Always On My Mind (Part 2) opens Thursday 31st of August 2023 and features the work of 16 artists including:
Louise Reynolds
1) What’s always on your mind these days and is it having an impact on your art work?
Louise Reynolds: "I’m always thinking about the current news. I use it as a point of departure when making my work, where serious topics overlap endlessly with fleeting fad gossip. The outcome gives us all a scrambled understanding of the world we live in, with fragmented images and narratives crossed together. I try to combine these threads in my work, but the actual process of sifting through news feeds is habitual now and I’m always thinking about the newest trends and headlines, and the images they prompt in me."
2): Can you name an art exhibition, art book or artist that changed the way you think?
"I loved the Radical Figures exhibition at Whitechapel Gallery, everything in the show felt so monumental, and it was amazing to see contemporary figurative paintings in such monumental scale. Conceptually Everything is Connected: Art and Conspiracy at the MET was very formative in my ways of thinking about addressing contemporary concerns through my work, and I loved the sense of humour a lot of the work in that show had. Recently the Durer exhibition at the National Gallery was amazing to see as he’s always been one of my heroes, I hadn’t seen his prints in person before and it was magical."
3) What work(s) are you thinking of putting in the "Always On My Mind Part 2" exhibition?

(Dataset entries)

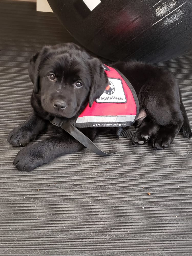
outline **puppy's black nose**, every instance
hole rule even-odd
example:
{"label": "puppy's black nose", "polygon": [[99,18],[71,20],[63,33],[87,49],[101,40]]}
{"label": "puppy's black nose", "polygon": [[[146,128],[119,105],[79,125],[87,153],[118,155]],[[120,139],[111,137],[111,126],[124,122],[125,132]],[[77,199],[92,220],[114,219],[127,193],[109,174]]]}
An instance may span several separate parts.
{"label": "puppy's black nose", "polygon": [[53,106],[55,108],[64,109],[67,106],[67,104],[65,101],[56,100],[53,102]]}

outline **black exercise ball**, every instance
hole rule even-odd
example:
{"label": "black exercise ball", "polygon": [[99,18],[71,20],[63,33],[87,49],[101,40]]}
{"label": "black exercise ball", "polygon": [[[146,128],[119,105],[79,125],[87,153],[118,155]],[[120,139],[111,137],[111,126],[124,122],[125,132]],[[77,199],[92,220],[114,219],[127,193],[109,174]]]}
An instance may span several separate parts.
{"label": "black exercise ball", "polygon": [[191,0],[48,2],[78,42],[109,60],[154,63],[191,49]]}

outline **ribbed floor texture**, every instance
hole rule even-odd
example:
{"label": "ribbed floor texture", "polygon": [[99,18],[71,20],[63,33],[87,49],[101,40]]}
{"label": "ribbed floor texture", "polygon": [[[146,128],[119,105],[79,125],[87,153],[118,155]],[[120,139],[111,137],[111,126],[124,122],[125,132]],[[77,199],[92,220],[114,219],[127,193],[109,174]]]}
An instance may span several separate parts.
{"label": "ribbed floor texture", "polygon": [[[29,172],[13,165],[20,149],[7,136],[31,110],[29,58],[74,41],[35,9],[0,1],[0,255],[191,256],[192,140],[180,134],[163,151],[110,134],[95,144],[118,154],[86,150]],[[192,53],[159,65],[177,78],[192,124]]]}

* **Exercise brief**:
Carry the Louise Reynolds interview further, picking up right after its final line. The dataset entries above have nothing to do with the Louise Reynolds interview.

* **Result of this exercise**:
"I’m thinking of putting a new series of drawings into the exhibition. I've been working a lot with coloured pencils on plywood boards, I feel this combination allows for a lot of sensitivity that really appeals to me."
4) Q) The National Brain Appeal provide much-needed funds to support The National Hospital for Neurology & Neurosurgery and the UCL Queen Square Institute of Neurology – together known as Queen Square. This is one of the world’s leading centres for the diagnosis, treatment and care of patients with neurological and neuromuscular conditions. These include stroke, multiple sclerosis, brain cancer, epilepsy, Parkinson’s disease, and dementia. Have you or your loved ones ever suffered with any of these things?
"My Gran is currently living with dementia and it’s very emotional when glimmers of her past self appear. I see the weight it bears on the rest of my family, especially when she acts out of character. It’s hard to wrestle with the idea of knowing the person you love is somewhat missing but still physically present. I sincerely hope better treatment will be found through funding from important charities like the National Brain Appeal. I have regular migraines too that can take me out for full days, and I hate the creeping feeling of one coming on. I have a lot of empathy for everyone who experiences them, it takes a lot of will to push through."
5) When the critic Jerry Saltz was recently asked what it is he’s looking for in art he answered “A sense of necessity, someone working in their own voice, doing what they can’t not do.” Do you relate to his way of thinking and do you think your own work is something you just can’t not do?
"I’ve always felt that making art was never a choice for me and just a necessity. I’ve always drawn and painted and I can’t imagine life without it. It’s how I relate to the world, and it’s the only thing I genuinely care about doing."